**WHAT THE TASK ASKS:** Count the lines in the listing below that contain the word "Reply" and give only that number.

**INPUT FOR THIS TASK:**
>> Begin

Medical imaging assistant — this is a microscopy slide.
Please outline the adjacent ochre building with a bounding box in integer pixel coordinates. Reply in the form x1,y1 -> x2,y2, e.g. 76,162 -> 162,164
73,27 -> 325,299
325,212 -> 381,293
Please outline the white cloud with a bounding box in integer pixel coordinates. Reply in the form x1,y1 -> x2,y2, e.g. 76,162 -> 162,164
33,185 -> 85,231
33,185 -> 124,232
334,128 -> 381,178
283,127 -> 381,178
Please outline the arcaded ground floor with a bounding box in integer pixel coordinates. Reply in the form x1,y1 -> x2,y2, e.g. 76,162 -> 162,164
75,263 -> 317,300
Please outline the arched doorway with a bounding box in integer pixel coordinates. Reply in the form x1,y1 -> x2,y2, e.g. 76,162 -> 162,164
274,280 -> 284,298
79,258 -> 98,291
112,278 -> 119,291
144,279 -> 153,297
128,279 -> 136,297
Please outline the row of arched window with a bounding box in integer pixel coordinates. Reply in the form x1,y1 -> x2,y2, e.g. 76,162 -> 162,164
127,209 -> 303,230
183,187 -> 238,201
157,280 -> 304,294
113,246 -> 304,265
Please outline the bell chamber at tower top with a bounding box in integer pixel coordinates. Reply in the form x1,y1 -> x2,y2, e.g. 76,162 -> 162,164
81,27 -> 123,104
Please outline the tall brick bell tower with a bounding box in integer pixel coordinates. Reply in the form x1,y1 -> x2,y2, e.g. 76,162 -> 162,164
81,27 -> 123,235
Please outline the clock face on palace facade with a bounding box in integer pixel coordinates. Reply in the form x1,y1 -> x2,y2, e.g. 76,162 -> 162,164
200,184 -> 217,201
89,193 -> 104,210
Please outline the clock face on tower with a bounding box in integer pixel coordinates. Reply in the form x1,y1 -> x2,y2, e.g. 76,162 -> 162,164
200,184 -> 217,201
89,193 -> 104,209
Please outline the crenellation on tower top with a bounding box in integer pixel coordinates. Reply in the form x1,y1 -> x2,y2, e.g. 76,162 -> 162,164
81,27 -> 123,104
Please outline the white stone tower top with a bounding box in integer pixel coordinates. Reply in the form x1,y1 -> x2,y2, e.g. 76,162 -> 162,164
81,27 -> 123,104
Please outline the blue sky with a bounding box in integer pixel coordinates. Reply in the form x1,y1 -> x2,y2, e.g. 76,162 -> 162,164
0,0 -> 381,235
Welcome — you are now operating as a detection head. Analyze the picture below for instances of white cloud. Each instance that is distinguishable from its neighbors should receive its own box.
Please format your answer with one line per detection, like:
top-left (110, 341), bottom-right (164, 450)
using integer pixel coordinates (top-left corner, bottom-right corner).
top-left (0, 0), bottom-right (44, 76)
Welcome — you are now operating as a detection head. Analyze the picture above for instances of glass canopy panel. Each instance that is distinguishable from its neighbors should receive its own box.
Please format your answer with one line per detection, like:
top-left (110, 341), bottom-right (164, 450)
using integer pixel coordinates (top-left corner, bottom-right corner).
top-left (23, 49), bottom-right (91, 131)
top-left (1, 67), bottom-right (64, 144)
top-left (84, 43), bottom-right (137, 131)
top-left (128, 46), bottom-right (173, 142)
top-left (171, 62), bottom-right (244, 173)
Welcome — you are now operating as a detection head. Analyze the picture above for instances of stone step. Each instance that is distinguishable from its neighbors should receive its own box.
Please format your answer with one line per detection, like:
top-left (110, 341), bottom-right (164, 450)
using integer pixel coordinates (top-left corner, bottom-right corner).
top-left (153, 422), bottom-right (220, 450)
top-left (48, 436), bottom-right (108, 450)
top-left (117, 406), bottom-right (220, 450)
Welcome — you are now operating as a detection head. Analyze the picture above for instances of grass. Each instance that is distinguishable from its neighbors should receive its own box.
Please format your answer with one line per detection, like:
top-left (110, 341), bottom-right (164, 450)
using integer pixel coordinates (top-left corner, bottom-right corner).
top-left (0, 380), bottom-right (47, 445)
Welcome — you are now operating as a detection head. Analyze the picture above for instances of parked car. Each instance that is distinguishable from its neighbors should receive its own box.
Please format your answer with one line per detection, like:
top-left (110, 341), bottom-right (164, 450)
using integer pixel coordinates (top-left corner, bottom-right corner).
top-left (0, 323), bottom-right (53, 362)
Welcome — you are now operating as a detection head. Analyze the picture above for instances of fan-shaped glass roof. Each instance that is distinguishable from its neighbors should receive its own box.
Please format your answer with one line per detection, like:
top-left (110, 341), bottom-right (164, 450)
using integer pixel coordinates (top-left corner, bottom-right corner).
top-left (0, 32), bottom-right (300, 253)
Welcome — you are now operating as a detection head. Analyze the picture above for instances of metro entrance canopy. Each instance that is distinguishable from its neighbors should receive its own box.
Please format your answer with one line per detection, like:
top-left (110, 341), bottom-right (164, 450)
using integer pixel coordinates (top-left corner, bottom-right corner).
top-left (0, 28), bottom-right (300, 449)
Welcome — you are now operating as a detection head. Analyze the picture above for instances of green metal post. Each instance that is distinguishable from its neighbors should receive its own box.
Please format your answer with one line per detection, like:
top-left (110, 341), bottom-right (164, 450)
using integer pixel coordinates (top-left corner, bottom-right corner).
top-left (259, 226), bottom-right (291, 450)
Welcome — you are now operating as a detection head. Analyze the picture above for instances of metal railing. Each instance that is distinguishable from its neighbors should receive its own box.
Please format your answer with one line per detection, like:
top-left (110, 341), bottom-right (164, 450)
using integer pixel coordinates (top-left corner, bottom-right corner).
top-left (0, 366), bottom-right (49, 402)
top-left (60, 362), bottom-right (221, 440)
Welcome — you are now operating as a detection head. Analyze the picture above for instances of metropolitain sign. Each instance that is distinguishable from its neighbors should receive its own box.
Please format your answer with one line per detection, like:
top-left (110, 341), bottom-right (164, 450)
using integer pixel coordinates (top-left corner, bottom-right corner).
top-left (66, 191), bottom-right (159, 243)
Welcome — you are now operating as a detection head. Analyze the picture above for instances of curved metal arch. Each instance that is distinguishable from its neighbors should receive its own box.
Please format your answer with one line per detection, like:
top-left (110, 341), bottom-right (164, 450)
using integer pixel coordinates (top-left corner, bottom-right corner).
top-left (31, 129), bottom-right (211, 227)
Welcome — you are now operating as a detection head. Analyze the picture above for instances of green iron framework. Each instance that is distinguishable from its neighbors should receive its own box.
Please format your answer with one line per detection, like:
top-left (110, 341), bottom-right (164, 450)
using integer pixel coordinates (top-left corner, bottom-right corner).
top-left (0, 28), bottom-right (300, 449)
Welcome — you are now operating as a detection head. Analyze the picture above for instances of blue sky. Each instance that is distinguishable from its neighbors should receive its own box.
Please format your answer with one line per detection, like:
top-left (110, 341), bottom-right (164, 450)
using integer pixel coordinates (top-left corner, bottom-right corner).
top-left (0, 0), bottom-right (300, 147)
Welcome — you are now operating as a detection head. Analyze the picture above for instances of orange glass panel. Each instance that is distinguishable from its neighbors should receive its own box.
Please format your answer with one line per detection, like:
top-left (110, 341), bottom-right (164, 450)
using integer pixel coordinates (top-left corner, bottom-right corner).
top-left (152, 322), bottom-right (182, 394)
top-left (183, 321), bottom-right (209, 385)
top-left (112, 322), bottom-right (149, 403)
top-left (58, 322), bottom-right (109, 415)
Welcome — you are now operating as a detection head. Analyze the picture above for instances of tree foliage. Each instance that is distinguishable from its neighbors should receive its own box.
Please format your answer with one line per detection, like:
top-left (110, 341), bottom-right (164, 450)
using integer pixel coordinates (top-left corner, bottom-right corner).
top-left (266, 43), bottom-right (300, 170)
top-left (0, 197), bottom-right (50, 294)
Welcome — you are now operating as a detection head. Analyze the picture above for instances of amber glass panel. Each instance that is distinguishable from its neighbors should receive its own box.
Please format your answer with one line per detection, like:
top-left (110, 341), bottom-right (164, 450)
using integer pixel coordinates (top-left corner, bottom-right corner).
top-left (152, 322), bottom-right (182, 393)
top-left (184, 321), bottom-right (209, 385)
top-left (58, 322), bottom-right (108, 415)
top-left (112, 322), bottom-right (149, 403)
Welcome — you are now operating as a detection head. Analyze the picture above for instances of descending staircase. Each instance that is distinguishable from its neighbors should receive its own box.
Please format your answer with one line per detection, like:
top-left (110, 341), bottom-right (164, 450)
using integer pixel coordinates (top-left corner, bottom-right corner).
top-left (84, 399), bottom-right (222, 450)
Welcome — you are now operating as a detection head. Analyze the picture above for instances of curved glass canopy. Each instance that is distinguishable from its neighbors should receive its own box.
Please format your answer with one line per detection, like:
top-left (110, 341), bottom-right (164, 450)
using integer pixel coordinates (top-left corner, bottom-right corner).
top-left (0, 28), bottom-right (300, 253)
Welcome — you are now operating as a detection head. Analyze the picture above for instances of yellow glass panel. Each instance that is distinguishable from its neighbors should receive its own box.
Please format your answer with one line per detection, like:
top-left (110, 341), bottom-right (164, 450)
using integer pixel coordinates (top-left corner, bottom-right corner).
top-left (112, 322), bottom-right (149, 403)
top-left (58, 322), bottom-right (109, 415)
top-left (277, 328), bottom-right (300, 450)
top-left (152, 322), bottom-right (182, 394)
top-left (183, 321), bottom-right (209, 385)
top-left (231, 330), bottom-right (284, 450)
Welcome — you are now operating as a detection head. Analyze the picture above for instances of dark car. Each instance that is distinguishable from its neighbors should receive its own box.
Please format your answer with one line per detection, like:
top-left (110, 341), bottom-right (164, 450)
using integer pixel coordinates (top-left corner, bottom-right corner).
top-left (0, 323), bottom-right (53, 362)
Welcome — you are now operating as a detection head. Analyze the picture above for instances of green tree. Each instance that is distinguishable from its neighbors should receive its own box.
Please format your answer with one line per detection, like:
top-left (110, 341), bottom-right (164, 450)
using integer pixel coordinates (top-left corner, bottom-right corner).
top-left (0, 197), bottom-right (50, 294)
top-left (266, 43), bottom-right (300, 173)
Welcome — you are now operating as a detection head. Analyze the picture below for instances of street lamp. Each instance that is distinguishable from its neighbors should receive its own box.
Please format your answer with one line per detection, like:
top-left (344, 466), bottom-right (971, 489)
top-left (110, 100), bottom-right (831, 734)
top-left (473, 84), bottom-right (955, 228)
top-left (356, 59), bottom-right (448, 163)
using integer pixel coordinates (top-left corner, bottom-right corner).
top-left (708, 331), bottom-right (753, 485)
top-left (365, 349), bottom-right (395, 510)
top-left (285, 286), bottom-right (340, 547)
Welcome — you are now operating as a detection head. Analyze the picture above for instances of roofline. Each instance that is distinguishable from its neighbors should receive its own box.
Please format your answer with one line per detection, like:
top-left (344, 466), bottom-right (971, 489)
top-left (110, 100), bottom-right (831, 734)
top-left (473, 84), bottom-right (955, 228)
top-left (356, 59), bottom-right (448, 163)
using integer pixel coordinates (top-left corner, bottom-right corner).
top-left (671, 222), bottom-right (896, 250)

>> End

**SOLUTION TO THIS TASK:** 12